> Exercise description
Change every "locate" in the listing below to "find", leaving everything else as it is. Reproduce the full listing without the pictures.

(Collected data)
::::::

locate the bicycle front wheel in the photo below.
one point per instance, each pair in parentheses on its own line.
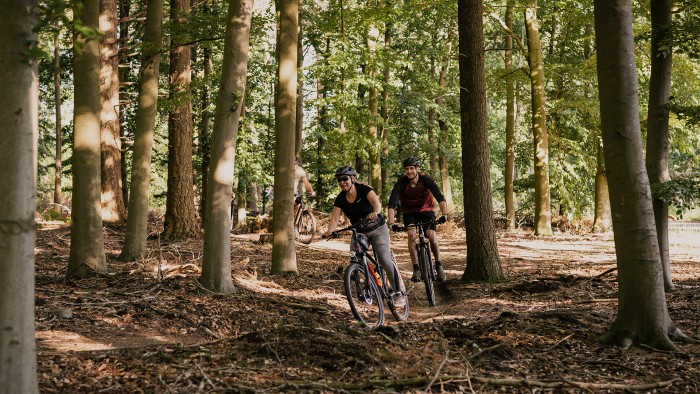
(426,272)
(363,296)
(307,227)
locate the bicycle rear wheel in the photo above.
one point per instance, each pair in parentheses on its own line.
(426,272)
(307,227)
(363,296)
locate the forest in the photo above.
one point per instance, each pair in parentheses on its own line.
(151,240)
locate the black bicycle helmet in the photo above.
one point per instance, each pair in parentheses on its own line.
(411,161)
(345,170)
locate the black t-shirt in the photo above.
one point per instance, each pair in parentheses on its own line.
(358,209)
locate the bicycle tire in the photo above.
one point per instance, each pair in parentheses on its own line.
(400,314)
(307,227)
(363,296)
(426,273)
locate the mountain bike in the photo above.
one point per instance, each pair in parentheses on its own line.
(425,261)
(366,286)
(304,222)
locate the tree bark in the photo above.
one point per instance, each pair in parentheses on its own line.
(283,248)
(113,207)
(299,122)
(58,174)
(483,263)
(135,245)
(602,221)
(642,313)
(216,264)
(180,212)
(543,213)
(440,101)
(19,127)
(204,134)
(87,255)
(510,122)
(657,124)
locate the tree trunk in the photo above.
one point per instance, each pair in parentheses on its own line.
(113,207)
(135,245)
(299,122)
(19,106)
(543,213)
(383,127)
(440,101)
(483,263)
(657,124)
(180,212)
(216,265)
(283,248)
(57,195)
(124,77)
(87,255)
(602,221)
(510,122)
(204,143)
(642,313)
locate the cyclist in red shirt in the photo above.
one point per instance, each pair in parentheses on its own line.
(415,192)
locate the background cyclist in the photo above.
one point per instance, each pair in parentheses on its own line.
(358,201)
(415,192)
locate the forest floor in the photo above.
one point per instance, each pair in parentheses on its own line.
(148,326)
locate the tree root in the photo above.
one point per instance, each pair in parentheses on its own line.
(419,381)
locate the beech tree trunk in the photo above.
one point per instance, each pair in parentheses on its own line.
(510,122)
(135,245)
(58,174)
(440,101)
(642,312)
(87,255)
(216,264)
(19,105)
(483,262)
(657,124)
(543,212)
(283,248)
(602,221)
(113,207)
(180,213)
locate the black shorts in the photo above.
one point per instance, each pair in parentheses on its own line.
(418,217)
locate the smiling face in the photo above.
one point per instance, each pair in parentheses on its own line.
(344,182)
(411,172)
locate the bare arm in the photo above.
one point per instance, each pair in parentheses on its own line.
(333,223)
(376,205)
(308,186)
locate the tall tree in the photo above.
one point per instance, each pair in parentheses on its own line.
(602,220)
(135,245)
(440,101)
(87,255)
(657,122)
(510,121)
(283,252)
(216,264)
(180,212)
(543,213)
(113,206)
(19,106)
(483,263)
(642,312)
(57,195)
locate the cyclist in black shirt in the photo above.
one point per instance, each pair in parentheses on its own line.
(358,201)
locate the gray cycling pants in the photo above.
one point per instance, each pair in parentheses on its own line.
(381,244)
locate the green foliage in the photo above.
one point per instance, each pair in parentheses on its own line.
(682,193)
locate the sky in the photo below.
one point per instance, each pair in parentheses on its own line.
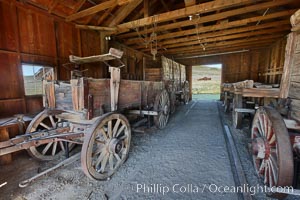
(219,66)
(29,70)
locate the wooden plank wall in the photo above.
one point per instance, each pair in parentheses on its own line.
(294,87)
(271,63)
(235,67)
(261,65)
(135,62)
(33,36)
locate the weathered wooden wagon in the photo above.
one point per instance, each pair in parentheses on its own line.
(92,112)
(275,135)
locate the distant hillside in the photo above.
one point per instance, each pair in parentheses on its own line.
(206,87)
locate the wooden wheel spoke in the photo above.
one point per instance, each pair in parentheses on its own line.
(99,150)
(54,148)
(117,157)
(52,121)
(266,174)
(120,130)
(116,127)
(62,146)
(111,161)
(100,158)
(109,129)
(274,169)
(104,163)
(272,139)
(45,126)
(270,174)
(103,132)
(47,147)
(262,167)
(261,125)
(123,137)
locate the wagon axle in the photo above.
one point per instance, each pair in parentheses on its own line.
(261,148)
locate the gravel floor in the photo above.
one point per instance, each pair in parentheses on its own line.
(241,139)
(187,154)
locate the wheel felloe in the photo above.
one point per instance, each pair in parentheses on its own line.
(106,146)
(49,151)
(271,150)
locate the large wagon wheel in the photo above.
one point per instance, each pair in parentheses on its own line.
(162,107)
(172,101)
(271,149)
(186,92)
(106,146)
(226,102)
(49,151)
(237,117)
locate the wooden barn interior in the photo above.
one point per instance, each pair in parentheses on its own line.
(250,38)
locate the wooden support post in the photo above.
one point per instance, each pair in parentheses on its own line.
(4,136)
(189,78)
(288,63)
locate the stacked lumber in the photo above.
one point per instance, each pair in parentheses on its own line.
(153,74)
(243,84)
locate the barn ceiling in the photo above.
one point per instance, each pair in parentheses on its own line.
(180,28)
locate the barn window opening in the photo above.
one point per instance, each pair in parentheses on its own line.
(33,76)
(206,82)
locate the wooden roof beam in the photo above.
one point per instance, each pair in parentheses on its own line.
(227,32)
(180,13)
(105,15)
(97,8)
(189,3)
(230,37)
(209,18)
(124,12)
(226,43)
(221,50)
(246,31)
(228,25)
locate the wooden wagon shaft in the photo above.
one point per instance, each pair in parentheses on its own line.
(260,92)
(33,135)
(39,141)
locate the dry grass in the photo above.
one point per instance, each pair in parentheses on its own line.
(206,87)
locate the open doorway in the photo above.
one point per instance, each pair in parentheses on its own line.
(206,82)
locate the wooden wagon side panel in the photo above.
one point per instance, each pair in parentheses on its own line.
(149,91)
(58,95)
(129,94)
(167,66)
(99,89)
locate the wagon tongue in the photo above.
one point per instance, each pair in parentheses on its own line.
(260,148)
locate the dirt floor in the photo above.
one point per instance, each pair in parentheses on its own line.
(186,160)
(187,154)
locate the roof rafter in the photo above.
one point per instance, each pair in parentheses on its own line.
(97,8)
(210,18)
(180,13)
(124,12)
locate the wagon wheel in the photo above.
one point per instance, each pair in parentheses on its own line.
(106,146)
(186,92)
(172,101)
(226,102)
(237,117)
(49,151)
(271,149)
(162,106)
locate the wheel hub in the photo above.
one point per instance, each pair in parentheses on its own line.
(260,148)
(115,146)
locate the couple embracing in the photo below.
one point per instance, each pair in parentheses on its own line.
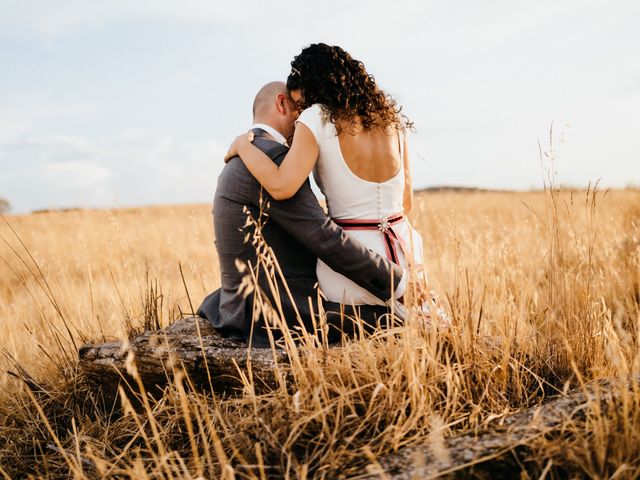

::::::

> Solution to this task
find the bicycle front wheel in the photo below.
one point per instance, each pair in parentheses on its own line.
(426,272)
(363,296)
(307,227)
find the bicycle rear wheel in the photo above.
one point per instance, each pair in parentheses on its own line.
(426,272)
(307,227)
(363,296)
find the forest in the photo above.
one point per instance, each pair in parentheses on its own line.
(151,240)
find the black bicycle helmet in the photo above.
one point per instance, each pair in parentheses on its own line.
(411,161)
(345,170)
find the black t-shirt in the photo above.
one point per instance, each pair in parentheses on its own line.
(358,209)
find the bicycle tire in the photo above.
one point per instance, each pair in parentheses on its own line.
(400,314)
(307,227)
(363,296)
(426,273)
find the mountain bike in the photo above.
one point per instance, each pair in parentheses on its own line.
(425,261)
(366,286)
(304,222)
find the tree bark in the photo above.
one point per instance, each pair in parentheses on its own line.
(283,248)
(113,207)
(299,122)
(58,174)
(483,263)
(135,245)
(602,221)
(642,313)
(216,264)
(180,212)
(543,213)
(440,101)
(19,127)
(204,134)
(87,255)
(510,122)
(657,124)
find the tree trunk in the photo above.
one point per instance, each pair in parentheses on its own line.
(113,207)
(135,245)
(299,122)
(19,106)
(543,213)
(383,127)
(440,101)
(483,263)
(657,124)
(180,212)
(216,265)
(283,248)
(57,195)
(124,77)
(87,255)
(602,221)
(510,122)
(204,143)
(642,313)
find the cyclist in red shirt in the photo above.
one point per instance, each pair in parentheses on its own line.
(415,192)
find the background cyclist in the photo above.
one point per instance, each pair in parentheses on its own line.
(358,201)
(415,192)
find the forest floor in the photo above.
one point per instance, each pair in parentheses on its own line.
(148,326)
find the tree root in the photo above.
one point per instance, each pair in parentheses on its own line.
(419,381)
find the beech tree trunk in the photo above.
one point per instance, each pair in parentheses on its own line.
(510,122)
(135,245)
(58,174)
(440,101)
(642,312)
(87,255)
(216,264)
(19,105)
(483,262)
(657,124)
(543,212)
(283,248)
(602,221)
(113,207)
(180,213)
find the black shorts in the photo above.
one point per instance, each pair in parentheses on its own line.
(418,217)
find the smiling face in the photo above.
one point per instance, each pair in parentheses on its own line.
(344,182)
(411,172)
find the bare arm in the photo above.
one point per instance, each pair in parentheses on its own line.
(333,223)
(376,205)
(308,186)
find the tall tree in the photo above.
one point per instance, each pair in parentheses on its own line.
(602,220)
(135,245)
(440,101)
(87,255)
(657,122)
(510,121)
(283,252)
(216,264)
(180,212)
(543,213)
(113,206)
(19,106)
(483,263)
(642,312)
(57,195)
find the cyclist in black shirt in the photo above.
one point per instance, each pair in parentheses on its own line.
(358,201)
find the gray cycling pants in the photo above.
one point per instance, each pair in parentheses on its own line.
(381,244)
find the green foliage in the photo above.
one point per instance, each pair in parentheses on its own line.
(682,193)
find the sky in the photo below.
one point per instance, each pair in parentheses on its own line.
(219,66)
(29,70)
find the wooden plank wall in the photo above.
one point per instance, each pair in parentheses on its own line.
(294,87)
(271,63)
(235,67)
(261,65)
(135,62)
(33,36)
find the weathered wooden wagon in the photo above.
one point per instance, each pair in parentheses on its own line.
(92,112)
(275,135)
find the distant hillside in the photo above.
one point per instance, each pair in parentheses on its own line.
(206,87)
find the wooden wheel spoke in the photo above.
one point per instance, each pair in parentheses on its own line.
(99,150)
(54,148)
(117,157)
(52,121)
(266,174)
(120,130)
(116,127)
(62,146)
(111,161)
(100,158)
(109,129)
(274,169)
(104,163)
(272,139)
(45,126)
(270,174)
(103,132)
(47,147)
(262,167)
(261,125)
(123,137)
find the wagon axle in the photo above.
one point per instance, each pair in parentheses on its own line.
(261,148)
find the gravel floor in the photo above.
one point per instance, each pair in parentheses on its own line.
(241,139)
(187,154)
find the wheel felloe in the photo above.
one point per instance, each pair in parentheses on its own line.
(106,146)
(49,151)
(271,150)
find the large wagon wheel in the photo above.
one point per instance, each pair in parentheses on its own line.
(162,107)
(172,101)
(271,149)
(186,92)
(106,146)
(226,102)
(49,151)
(237,117)
find the wooden barn interior in the photo above.
one point per instance, each pair in parentheses on its own line.
(250,38)
find the wooden support post in the photo above.
one point per instance, each pair in parentheses on its own line.
(4,136)
(189,78)
(288,63)
find the stacked lumber in the photo above.
one point per instance, each pair in parentheses on its own line.
(153,74)
(243,84)
find the barn ceiling in the photo above.
one point per instance, each pair in parentheses on its own line.
(180,28)
find the barn window opening in the photo above.
one point per instance, each pair in parentheses on its own line.
(33,76)
(206,82)
find the wooden roof beam in the photo above.
one point per instance, each pair in parentheses on its own line.
(227,32)
(180,13)
(105,15)
(97,8)
(189,3)
(230,37)
(209,18)
(124,12)
(226,43)
(221,50)
(246,31)
(228,25)
find the wooden wagon shaft in the photo above.
one point per instance, each pair in parentheses on its own line.
(260,92)
(33,135)
(39,141)
find the dry grass in the photo above.
one point per instance, each pair in parentheses on its own line.
(206,87)
find the open doorway in the photo above.
one point per instance, each pair in parentheses on its own line.
(206,82)
find the wooden wagon side panel in the photo above.
one point per instance, each pair in parentheses on its own line.
(149,91)
(58,95)
(129,94)
(167,66)
(99,89)
find the wagon tongue in the photo above.
one point per instance, each pair in parentheses on its own line.
(260,148)
find the dirt floor in the photo above.
one point per instance, each pair in parentheses on its own line.
(186,160)
(187,154)
find the roof rafter in the photo above.
one point per instance, each pair in parentheses on its own line.
(97,8)
(210,18)
(180,13)
(124,12)
find the wagon wheel in the photo above.
one point per instance, each pair in parentheses on its own line.
(106,146)
(186,92)
(172,101)
(226,102)
(237,117)
(49,151)
(271,149)
(162,106)
find the wheel hub in the photo above.
one point per instance, each pair in parentheses on its own line.
(260,148)
(115,146)
find the couple embracing in the photo below.
one point per instance, each pair in parentheses on its own line.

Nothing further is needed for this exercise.